▶ **Exercise directions**
Please output the lines shown below exactly as they appear.

▶ **Material provided**
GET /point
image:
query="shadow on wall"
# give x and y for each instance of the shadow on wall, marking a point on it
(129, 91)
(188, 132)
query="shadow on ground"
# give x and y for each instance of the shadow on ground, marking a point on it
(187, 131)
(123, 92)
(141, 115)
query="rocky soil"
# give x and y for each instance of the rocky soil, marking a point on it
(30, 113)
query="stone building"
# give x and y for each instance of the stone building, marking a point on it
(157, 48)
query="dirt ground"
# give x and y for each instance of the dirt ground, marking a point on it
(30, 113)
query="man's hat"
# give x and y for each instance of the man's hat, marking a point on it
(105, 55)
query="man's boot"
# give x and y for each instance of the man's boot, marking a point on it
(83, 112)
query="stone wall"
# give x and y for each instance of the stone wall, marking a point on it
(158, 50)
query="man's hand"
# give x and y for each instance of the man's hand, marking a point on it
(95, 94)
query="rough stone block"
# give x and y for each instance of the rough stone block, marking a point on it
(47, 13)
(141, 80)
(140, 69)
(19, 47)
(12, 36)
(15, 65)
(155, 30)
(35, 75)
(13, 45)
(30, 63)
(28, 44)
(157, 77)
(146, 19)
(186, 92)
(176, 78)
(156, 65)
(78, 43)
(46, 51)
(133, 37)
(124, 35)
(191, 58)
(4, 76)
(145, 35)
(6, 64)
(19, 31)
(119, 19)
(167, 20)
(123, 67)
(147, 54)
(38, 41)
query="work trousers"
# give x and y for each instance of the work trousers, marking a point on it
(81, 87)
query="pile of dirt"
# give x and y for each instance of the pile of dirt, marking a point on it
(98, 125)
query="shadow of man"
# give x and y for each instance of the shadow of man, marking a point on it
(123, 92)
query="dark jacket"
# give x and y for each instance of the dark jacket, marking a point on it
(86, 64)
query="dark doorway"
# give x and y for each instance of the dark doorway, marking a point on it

▶ **Written answer**
GET /point
image:
query="shadow on wall"
# give x and y for each instance of the shadow on wall, marking a point on it
(129, 91)
(188, 132)
query="shadow on ground"
# give x and y for each instance of the shadow on ground, marking a point on it
(187, 131)
(123, 92)
(141, 115)
query="rocky soil"
# give x and y for each instance of the rocky soil, marking a point on it
(30, 113)
query="stone building"
# give x and y for each instance of the stone building, marking a point on it
(157, 48)
query="dirt ground"
# give x and y for each instance of the dirt ground, marking a point on it
(30, 113)
query="man's hat"
# give x and y for each instance of the man's hat, marking a point on it
(105, 55)
query="man's boot"
# give x and y for each instance of the man's boot, marking a point on it
(83, 112)
query="stone wall"
# give x and y for each instance of the stone wall, marking a point on it
(158, 50)
query="man's hand"
# give x and y for each instance of the man's hand, marking a point on it
(95, 94)
query="rough stone block"
# give x and y for each instance of the rough stone block, marking a point on it
(47, 13)
(141, 80)
(140, 69)
(19, 47)
(12, 36)
(15, 65)
(155, 30)
(35, 75)
(13, 45)
(30, 63)
(28, 44)
(157, 77)
(146, 19)
(186, 92)
(176, 78)
(156, 65)
(78, 43)
(46, 51)
(133, 37)
(124, 35)
(191, 58)
(4, 76)
(145, 35)
(6, 64)
(19, 31)
(119, 19)
(167, 20)
(123, 67)
(147, 54)
(38, 41)
query="work trousers"
# give x and y for each instance of the work trousers, marking a point on it
(81, 87)
query="pile of dirt"
# give x and y for each instance of the pile of dirt, marking a point on it
(98, 125)
query="shadow of man"
# give x and y for each instance of the shadow of man, marking a point on it
(123, 92)
query="dark jacket"
# give x and y for each instance of the dark jacket, marking a point on it
(86, 64)
query="dark doorway"
# give x and y for each instance of the dark doorway, marking a point on it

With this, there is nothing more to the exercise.